[Region pointing data]

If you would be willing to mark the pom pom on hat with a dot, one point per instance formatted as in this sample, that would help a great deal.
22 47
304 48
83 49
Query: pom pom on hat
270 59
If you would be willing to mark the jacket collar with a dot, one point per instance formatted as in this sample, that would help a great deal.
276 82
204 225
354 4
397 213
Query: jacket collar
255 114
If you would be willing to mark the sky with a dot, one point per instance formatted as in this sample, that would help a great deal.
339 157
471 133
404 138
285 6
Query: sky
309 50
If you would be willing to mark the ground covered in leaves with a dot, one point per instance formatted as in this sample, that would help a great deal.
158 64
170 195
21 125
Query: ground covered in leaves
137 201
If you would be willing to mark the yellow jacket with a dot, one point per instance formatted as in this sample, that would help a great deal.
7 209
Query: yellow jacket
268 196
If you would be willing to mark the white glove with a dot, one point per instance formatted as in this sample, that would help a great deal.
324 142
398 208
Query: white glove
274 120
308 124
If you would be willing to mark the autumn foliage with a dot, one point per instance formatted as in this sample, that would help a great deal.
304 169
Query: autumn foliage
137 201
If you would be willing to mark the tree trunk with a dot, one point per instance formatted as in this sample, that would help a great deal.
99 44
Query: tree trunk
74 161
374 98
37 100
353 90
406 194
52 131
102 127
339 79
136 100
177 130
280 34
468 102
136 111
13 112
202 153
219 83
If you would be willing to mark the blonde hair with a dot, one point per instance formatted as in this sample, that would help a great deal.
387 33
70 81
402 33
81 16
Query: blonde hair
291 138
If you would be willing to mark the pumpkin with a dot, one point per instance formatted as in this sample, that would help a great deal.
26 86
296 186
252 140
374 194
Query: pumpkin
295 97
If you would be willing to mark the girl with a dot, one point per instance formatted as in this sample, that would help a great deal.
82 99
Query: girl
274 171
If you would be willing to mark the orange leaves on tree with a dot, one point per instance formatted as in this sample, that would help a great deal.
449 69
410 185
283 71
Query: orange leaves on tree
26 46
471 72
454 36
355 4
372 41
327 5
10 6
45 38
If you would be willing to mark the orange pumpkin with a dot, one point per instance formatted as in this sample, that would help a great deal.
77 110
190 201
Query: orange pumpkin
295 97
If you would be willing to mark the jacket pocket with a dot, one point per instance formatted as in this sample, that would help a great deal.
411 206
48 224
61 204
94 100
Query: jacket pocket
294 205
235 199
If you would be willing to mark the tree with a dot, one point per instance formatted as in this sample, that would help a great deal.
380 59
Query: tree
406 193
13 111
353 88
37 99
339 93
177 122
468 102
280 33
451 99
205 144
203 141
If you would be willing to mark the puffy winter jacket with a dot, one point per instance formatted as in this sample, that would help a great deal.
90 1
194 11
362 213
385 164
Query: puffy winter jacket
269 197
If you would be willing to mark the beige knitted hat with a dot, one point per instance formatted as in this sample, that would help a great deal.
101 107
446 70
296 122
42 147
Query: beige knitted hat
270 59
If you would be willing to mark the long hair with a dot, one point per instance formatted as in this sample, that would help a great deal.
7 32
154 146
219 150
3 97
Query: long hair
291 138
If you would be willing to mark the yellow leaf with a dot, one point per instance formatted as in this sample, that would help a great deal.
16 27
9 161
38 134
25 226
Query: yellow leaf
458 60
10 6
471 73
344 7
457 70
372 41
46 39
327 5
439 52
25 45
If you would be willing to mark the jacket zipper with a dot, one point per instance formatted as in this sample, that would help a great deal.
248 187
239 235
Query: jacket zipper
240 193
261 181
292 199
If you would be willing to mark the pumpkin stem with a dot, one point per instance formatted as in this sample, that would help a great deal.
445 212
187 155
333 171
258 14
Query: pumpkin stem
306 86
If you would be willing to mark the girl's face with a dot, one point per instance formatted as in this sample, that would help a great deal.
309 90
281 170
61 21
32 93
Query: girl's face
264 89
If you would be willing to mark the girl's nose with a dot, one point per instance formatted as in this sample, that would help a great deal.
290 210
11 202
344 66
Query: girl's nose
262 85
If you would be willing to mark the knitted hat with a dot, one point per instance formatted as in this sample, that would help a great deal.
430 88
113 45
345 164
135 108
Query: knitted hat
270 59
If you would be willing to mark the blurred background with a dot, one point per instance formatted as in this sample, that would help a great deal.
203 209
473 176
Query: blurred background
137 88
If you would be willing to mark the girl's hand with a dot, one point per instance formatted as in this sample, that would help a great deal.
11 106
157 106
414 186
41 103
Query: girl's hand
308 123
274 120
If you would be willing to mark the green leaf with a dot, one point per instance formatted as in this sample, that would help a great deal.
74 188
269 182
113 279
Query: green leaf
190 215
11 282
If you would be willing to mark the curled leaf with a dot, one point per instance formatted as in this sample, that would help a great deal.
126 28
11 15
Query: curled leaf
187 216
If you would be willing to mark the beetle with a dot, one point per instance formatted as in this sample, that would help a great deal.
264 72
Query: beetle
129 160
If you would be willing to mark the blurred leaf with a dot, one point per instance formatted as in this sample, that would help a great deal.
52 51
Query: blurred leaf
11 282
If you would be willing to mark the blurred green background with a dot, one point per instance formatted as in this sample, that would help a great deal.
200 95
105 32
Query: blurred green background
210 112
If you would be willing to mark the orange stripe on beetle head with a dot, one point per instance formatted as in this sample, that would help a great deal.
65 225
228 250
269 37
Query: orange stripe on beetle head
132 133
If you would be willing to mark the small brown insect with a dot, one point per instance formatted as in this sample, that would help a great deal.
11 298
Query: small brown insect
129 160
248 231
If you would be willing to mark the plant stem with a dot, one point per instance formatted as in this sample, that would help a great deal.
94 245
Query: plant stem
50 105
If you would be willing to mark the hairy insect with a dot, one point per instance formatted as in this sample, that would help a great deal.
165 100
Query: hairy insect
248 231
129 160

--

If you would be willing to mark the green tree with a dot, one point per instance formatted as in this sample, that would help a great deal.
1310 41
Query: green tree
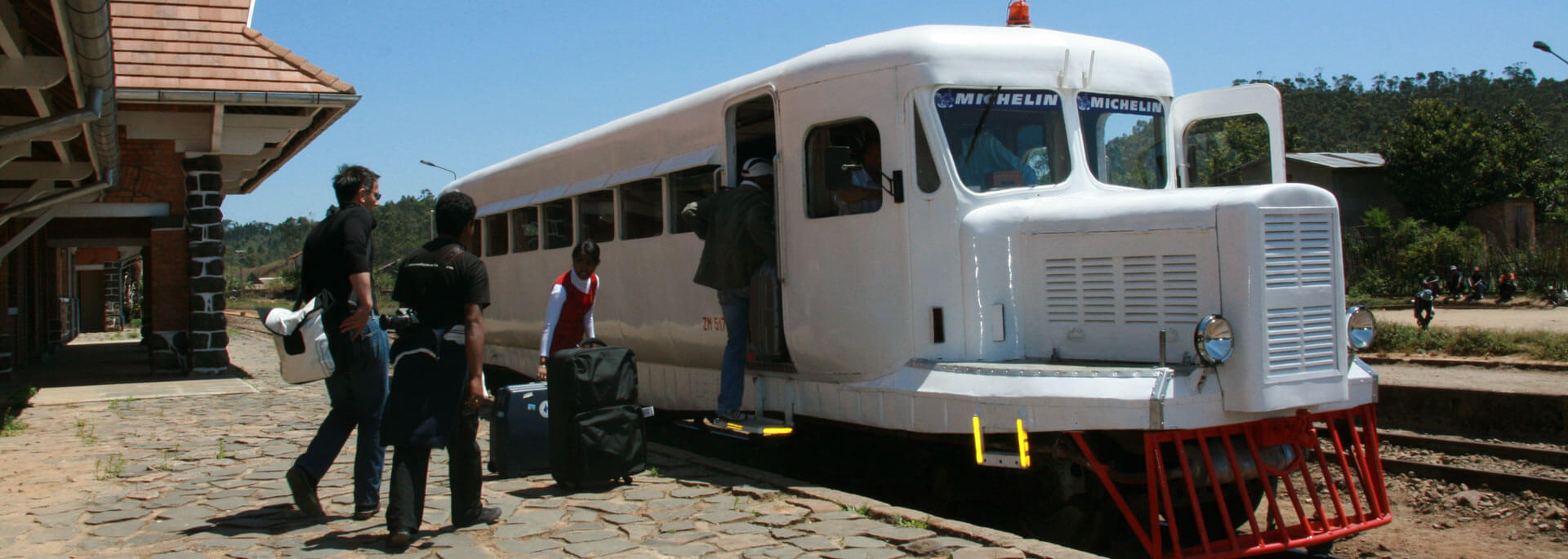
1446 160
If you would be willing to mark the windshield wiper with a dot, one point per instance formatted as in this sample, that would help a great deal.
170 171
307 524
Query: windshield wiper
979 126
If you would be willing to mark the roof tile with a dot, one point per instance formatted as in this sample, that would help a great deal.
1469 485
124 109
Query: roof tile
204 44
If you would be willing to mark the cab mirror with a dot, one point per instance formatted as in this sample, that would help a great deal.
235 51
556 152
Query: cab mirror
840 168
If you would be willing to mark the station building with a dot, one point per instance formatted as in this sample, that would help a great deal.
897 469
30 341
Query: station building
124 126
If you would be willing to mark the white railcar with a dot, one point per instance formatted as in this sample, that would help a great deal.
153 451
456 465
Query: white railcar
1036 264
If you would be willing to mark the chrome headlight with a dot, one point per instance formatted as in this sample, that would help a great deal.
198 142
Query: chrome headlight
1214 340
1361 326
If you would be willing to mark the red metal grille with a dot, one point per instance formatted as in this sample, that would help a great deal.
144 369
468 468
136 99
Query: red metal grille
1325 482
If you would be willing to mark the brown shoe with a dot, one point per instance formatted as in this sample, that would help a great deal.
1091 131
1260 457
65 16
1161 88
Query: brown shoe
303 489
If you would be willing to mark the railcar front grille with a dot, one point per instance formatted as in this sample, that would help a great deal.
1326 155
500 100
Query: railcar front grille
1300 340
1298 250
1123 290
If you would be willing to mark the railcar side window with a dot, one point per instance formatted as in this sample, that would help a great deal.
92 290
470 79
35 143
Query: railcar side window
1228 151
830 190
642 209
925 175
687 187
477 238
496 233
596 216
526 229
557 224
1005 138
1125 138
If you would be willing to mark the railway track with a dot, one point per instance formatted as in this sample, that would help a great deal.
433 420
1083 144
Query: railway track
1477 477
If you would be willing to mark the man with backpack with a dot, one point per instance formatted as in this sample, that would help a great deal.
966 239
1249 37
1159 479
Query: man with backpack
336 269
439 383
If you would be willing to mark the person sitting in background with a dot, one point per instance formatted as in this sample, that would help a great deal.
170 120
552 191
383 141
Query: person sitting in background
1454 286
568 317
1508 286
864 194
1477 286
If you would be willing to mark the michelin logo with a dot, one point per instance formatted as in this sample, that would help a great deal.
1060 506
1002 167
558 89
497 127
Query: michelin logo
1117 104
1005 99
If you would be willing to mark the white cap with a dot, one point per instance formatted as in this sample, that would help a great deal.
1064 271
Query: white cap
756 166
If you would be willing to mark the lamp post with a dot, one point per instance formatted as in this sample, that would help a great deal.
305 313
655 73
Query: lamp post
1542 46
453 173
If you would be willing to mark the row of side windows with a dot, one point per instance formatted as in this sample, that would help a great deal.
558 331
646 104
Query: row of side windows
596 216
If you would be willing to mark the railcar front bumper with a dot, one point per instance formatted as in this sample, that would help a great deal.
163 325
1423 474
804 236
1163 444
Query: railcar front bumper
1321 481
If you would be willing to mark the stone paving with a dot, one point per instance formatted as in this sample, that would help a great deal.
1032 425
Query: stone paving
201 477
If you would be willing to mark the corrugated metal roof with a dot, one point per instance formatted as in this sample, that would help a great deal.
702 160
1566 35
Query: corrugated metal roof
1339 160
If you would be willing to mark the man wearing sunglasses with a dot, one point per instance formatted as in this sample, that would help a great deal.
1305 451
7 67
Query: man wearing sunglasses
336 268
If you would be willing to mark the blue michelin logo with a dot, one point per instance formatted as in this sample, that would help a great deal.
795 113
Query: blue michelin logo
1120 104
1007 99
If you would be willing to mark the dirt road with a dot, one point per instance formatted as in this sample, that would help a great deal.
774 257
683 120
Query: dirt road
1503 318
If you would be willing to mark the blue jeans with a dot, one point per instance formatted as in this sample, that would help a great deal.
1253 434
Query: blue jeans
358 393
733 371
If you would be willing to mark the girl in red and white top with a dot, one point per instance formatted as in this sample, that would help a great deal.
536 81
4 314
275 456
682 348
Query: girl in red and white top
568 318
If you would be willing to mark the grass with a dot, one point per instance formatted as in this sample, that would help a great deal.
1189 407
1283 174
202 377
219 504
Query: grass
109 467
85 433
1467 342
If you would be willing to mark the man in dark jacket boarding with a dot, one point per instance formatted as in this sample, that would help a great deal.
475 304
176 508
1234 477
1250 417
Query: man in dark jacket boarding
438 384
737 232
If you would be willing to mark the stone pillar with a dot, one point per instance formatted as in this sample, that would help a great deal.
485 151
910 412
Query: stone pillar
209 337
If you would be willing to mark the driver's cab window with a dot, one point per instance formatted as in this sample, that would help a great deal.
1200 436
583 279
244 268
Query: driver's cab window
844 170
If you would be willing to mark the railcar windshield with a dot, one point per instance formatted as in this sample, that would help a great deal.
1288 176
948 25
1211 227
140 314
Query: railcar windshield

...

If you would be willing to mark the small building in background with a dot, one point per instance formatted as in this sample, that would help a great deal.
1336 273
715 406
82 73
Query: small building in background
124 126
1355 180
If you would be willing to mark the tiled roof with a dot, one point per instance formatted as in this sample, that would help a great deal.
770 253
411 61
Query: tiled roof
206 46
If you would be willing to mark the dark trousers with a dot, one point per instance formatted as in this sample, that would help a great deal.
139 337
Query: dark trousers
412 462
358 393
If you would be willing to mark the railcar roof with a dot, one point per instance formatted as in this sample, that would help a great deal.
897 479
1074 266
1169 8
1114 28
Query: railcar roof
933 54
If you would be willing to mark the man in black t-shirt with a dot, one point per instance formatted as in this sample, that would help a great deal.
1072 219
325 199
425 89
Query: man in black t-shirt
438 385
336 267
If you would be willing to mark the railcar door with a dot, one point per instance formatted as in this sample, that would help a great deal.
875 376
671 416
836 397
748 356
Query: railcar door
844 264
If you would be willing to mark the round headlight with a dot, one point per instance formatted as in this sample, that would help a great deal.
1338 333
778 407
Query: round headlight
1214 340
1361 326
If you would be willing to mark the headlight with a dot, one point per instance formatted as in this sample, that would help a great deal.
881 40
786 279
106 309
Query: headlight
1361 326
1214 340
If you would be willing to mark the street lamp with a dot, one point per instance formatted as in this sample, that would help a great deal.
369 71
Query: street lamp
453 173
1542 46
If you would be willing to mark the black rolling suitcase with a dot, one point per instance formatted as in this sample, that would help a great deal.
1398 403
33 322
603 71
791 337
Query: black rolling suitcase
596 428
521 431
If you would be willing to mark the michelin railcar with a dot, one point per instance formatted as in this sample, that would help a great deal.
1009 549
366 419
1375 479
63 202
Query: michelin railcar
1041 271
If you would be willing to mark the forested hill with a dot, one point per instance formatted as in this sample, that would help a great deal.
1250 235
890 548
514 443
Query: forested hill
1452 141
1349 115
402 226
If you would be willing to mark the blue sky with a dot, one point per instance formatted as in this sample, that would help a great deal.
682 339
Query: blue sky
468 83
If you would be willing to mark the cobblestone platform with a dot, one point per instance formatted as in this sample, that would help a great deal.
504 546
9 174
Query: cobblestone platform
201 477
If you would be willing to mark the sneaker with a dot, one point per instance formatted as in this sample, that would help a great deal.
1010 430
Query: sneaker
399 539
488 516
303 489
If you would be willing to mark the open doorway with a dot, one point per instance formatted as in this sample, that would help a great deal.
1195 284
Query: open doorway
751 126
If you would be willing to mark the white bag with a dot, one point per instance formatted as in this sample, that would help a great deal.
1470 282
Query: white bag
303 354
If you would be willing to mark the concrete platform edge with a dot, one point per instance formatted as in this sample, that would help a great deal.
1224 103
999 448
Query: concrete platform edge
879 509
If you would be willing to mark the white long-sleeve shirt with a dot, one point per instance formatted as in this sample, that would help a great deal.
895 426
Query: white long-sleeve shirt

[Work item] Ascertain the number of lines in the entries that include the word "sleeve", and report only that number.

[Final answer] 2